* START PAGE TEXT *
On Wed, Nov 22, 2006 at 06:43:12PM -0500, Buddha Buck wrote:
{
my $x = something();
if $x==1 {
...code...
}
}
My experience with other statically typed by extremely flexable
languages is that the pads tend to be arranged in (possibly
interconnected) linked lists. In this example, I see potentially
three pads linked by the time ...code... is called: One containing
the local variables defined in ...code..., one containing the visibly
defined $x, and one visible outside that scope. A reference to $x in
...code... will traverse the linked list until it finds an $x,
presumably finding the one defined in the sample code.
Agreed. By the way, can you offer a perspective on how the pads get
linked up, at runtime? I see each block as having a compile-time pad,
or proto-pad, filled with values known at compile-time; and every time
the block is entered, a new pad is cloned from the proto-pad. At that
point its OUTER reference leads to the proto-pad of the outer block,
and we want to link it up to the real pad of the outer block.
One way to do it is to simply say: when we enter the inner block from
the outer block, at that point we can re-link the inner block from the
outer proto-pad to the outer pad we entered from. That by itself works,
but I'm having trouble understanding what happens during a sub call
rather than entering the block normally. For example:
{
my $x = 1;
sub foo { $x; }
bar();
}
sub bar() { foo(); }
Here we definitely want foo() to see $x==1 (I think), but we get to
foo() via criss-crossing through bar(), and so how would foo() know
where to find the right pad as its outer reference?
Which leads to the natural idea of maintaining a runtime global stack
of dynamically entered scopes, both scopes entered via sub calls and
entered via just going into an inner block. Then, any time we enter
a block, we can search back through the stack and find the most recent
pad on it that is _a_ pad of our outer lexical block, and call that our
OUTER. Is that how this is usually done?
This way takes care of the criss-crossing example above, but I still
don't quite understand what to do about calls deeply up and down the
lexical hierarchy; consider a contrived example like
{
my $x = 1;
{
{
{
sub bar() {$x;}
}
}
}
sub foo() {
{ { { { { sub baz { $x; } } } } } }
bar(); baz();
}
}
Here baz() is a few levels below foo(), lexical-wise, while bar() is
on a different branch (in all cases the intermediate levels can be made
nontrivial). But what they all have in common with foo() is
that the block that has $x in its pad is an ancestor to all of them.
So I think we'd want the calls to bar() and baz() to see the value of
$x visible to foo(), but I'm not quite sure how they would find it.
Neither of them seems to have any real immediate lexical-parent pad
to link to, that would eventually lead them to $x. But I guess this
takes us right back to the rest of the discussion you addressed:
But what about inner named subs?
* END PAGE TEXT *
* START DATA LISTING *
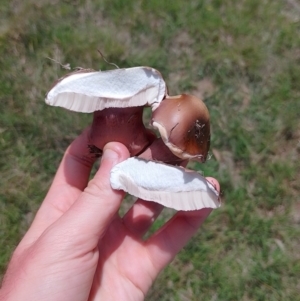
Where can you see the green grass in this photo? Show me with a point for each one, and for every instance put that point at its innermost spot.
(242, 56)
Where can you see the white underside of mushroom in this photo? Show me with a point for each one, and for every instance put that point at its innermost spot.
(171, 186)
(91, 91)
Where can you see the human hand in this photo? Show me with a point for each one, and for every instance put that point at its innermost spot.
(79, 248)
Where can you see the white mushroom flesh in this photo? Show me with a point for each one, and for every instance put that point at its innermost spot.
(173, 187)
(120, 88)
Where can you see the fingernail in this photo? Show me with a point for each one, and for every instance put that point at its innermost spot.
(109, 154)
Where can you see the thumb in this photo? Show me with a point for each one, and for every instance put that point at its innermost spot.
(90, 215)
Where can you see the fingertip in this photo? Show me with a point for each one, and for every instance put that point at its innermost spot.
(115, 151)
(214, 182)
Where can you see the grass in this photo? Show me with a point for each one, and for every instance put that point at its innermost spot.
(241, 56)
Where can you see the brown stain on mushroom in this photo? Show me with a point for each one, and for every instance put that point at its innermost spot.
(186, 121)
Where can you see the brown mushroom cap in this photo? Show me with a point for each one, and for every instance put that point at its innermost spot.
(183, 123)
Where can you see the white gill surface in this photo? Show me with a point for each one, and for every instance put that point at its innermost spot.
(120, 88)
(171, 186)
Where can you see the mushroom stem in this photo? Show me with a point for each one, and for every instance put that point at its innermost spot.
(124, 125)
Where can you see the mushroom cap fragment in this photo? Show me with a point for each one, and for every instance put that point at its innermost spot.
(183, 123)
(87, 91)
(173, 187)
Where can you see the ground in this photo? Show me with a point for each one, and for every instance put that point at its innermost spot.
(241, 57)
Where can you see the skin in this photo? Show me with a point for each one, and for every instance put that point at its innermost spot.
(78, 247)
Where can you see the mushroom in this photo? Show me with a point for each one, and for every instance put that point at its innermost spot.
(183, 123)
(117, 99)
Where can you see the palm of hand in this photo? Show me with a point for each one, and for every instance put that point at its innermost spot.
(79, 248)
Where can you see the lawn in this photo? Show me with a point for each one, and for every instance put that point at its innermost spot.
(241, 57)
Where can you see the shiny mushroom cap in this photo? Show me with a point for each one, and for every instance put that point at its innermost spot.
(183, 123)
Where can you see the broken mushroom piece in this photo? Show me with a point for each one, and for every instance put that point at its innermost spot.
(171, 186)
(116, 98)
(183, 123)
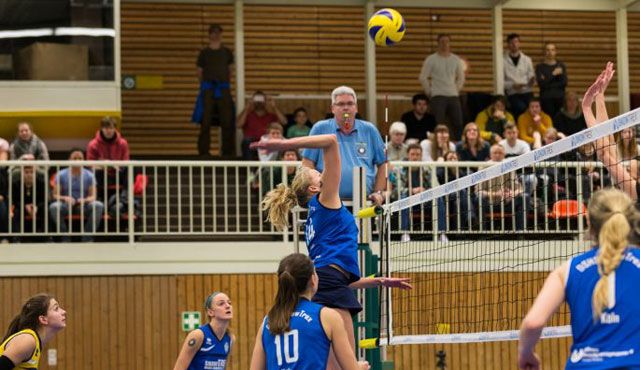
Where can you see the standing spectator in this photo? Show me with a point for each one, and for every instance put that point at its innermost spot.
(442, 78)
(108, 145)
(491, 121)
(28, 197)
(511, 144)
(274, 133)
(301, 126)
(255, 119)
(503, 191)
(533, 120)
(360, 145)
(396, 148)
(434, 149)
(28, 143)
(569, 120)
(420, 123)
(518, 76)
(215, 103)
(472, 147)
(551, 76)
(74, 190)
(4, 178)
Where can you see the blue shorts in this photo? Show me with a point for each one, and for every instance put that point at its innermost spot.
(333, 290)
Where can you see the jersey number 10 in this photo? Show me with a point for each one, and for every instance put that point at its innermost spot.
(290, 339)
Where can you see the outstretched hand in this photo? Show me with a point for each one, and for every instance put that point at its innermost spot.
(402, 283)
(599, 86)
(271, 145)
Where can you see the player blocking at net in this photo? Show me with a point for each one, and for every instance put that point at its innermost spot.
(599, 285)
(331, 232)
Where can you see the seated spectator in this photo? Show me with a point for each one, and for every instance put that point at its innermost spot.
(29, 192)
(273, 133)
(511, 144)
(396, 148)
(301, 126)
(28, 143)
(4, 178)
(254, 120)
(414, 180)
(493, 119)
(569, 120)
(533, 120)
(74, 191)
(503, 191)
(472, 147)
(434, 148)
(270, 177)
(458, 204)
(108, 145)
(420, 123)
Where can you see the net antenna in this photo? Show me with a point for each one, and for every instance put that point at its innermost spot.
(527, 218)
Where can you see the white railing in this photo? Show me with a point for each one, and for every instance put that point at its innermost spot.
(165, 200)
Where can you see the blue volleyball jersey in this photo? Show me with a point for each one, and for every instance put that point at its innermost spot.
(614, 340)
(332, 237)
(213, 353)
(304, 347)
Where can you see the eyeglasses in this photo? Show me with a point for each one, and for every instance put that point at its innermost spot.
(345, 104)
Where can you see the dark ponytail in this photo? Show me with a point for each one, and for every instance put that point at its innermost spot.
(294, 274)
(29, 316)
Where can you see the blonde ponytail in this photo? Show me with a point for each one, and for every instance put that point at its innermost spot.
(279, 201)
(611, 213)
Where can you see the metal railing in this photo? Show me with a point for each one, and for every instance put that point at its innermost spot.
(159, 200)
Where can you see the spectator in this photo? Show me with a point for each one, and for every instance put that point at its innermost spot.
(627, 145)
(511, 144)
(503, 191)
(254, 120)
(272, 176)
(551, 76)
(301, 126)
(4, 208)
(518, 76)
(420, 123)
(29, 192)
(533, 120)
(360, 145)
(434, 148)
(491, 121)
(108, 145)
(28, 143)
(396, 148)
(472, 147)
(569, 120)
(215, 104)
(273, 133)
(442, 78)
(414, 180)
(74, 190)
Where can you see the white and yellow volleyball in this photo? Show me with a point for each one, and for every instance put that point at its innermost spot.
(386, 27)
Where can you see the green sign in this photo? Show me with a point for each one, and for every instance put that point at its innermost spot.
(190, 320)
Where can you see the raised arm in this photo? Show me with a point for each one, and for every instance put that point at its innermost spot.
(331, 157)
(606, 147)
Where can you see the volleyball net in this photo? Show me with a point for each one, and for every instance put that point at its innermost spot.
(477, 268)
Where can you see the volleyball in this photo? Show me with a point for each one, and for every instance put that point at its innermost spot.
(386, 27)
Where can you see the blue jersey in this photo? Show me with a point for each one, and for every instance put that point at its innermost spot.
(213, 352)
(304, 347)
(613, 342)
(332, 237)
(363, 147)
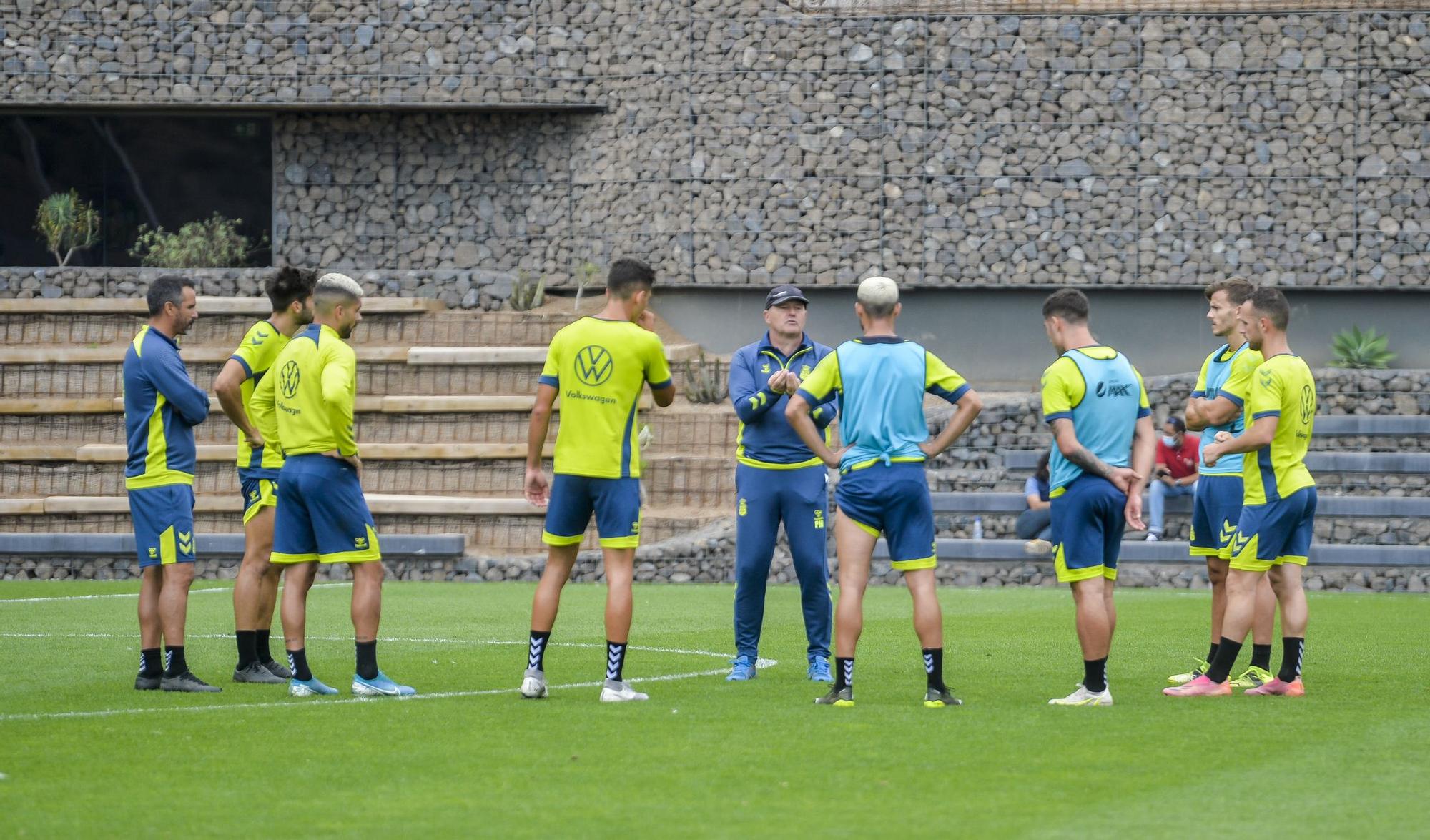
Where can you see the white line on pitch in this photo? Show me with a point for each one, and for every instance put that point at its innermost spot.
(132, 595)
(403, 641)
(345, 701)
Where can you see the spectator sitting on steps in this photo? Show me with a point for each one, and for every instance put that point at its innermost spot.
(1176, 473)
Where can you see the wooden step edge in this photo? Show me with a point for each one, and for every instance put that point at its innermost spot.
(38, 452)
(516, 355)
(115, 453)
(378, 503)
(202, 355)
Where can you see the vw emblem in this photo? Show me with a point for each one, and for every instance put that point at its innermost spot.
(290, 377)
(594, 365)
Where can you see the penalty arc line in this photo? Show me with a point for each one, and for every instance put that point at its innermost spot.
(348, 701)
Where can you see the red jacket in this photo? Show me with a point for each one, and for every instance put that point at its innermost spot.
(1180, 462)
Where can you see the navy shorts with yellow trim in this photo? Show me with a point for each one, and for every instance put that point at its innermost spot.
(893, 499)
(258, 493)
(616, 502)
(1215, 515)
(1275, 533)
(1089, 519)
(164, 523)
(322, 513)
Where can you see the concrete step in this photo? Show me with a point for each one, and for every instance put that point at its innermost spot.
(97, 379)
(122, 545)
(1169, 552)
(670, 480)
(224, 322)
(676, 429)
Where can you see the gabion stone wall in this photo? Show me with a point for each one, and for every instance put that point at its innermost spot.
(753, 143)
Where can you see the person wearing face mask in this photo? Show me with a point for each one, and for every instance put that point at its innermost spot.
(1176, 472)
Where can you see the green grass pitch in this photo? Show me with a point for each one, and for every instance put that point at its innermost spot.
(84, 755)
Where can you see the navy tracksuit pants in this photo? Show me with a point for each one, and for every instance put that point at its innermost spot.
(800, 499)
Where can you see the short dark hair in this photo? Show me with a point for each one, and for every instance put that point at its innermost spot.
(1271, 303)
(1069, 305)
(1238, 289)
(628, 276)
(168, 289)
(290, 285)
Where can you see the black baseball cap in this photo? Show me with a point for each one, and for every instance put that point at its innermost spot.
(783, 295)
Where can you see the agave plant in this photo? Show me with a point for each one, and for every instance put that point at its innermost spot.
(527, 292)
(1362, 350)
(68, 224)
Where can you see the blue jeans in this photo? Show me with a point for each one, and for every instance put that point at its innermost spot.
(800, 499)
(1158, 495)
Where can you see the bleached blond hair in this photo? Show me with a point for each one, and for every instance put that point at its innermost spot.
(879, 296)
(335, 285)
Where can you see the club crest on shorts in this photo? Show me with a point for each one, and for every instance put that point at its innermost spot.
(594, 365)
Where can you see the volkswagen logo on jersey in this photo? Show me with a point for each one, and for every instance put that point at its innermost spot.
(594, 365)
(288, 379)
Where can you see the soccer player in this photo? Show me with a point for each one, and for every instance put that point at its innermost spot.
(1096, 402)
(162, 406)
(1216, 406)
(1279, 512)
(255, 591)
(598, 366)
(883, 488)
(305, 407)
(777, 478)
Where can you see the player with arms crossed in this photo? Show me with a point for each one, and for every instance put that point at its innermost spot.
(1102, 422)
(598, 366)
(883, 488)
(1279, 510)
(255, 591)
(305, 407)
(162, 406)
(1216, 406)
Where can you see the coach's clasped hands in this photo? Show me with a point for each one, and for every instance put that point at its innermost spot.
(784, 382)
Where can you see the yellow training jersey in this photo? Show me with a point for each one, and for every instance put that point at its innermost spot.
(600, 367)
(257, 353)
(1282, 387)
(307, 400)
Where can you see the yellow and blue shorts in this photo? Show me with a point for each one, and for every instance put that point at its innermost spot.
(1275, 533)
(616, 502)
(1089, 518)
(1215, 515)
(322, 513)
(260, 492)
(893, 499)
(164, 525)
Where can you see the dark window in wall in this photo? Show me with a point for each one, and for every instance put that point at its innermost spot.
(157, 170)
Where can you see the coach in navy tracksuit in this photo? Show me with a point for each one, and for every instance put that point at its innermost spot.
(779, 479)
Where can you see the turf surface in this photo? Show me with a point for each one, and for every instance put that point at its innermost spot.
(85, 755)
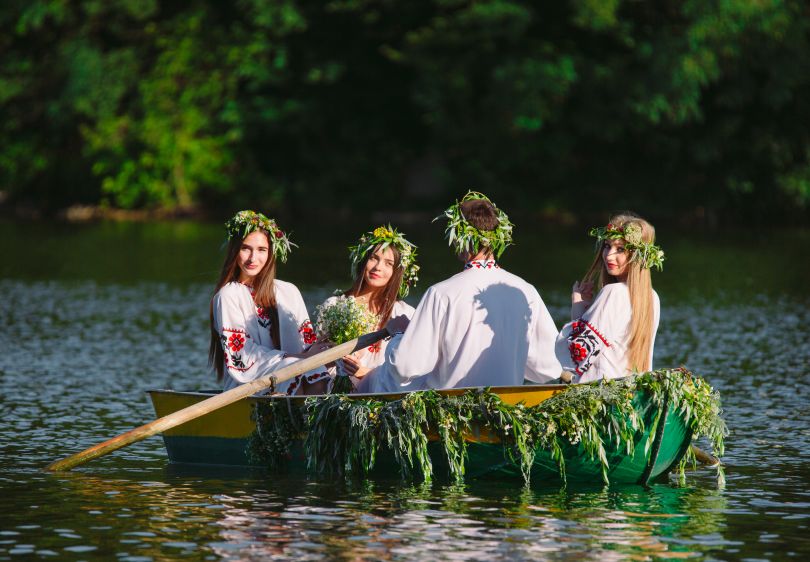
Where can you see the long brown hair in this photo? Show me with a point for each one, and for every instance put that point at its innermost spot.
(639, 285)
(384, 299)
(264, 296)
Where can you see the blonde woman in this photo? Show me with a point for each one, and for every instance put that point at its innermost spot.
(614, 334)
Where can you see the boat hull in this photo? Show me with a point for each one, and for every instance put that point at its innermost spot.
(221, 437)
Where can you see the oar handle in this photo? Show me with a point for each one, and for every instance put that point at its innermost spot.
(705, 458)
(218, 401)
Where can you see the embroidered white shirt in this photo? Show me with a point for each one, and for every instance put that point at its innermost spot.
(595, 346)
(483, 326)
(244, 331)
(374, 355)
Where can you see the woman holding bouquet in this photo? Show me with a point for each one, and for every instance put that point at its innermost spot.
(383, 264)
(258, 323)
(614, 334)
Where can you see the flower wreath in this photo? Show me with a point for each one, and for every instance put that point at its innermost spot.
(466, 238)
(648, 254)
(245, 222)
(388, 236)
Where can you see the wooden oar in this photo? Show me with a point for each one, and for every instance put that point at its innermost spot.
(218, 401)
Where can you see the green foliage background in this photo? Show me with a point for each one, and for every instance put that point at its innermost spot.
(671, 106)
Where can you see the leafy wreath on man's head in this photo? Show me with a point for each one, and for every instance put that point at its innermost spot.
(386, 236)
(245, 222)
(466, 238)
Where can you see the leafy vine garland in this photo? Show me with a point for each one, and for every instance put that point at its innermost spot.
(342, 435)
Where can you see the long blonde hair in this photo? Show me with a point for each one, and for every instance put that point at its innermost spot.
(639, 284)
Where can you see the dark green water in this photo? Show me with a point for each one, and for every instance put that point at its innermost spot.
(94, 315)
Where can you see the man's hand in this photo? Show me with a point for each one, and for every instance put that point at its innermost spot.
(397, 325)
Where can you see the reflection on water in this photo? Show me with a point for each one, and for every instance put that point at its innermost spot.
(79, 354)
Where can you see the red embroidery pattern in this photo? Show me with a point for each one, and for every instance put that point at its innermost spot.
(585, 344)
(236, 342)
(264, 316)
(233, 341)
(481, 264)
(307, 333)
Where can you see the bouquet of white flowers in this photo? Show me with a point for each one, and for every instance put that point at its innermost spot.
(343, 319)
* END DATA LISTING *
**INSTRUCTIONS TO FOLLOW**
Print the portion of the forum post that starts with "One way to do" and goes on through "its outer reference?", copied word for word.

**RESPONSE**
One way to do it is to simply say: when we enter the inner block from
the outer block, at that point we can re-link the inner block from the
outer proto-pad to the outer pad we entered from. That by itself works,
but I'm having trouble understanding what happens during a sub call
rather than entering the block normally. For example:
{
my $x = 1;
sub foo { $x; }
bar();
}
sub bar() { foo(); }
Here we definitely want foo() to see $x==1 (I think), but we get to
foo() via criss-crossing through bar(), and so how would foo() know
where to find the right pad as its outer reference?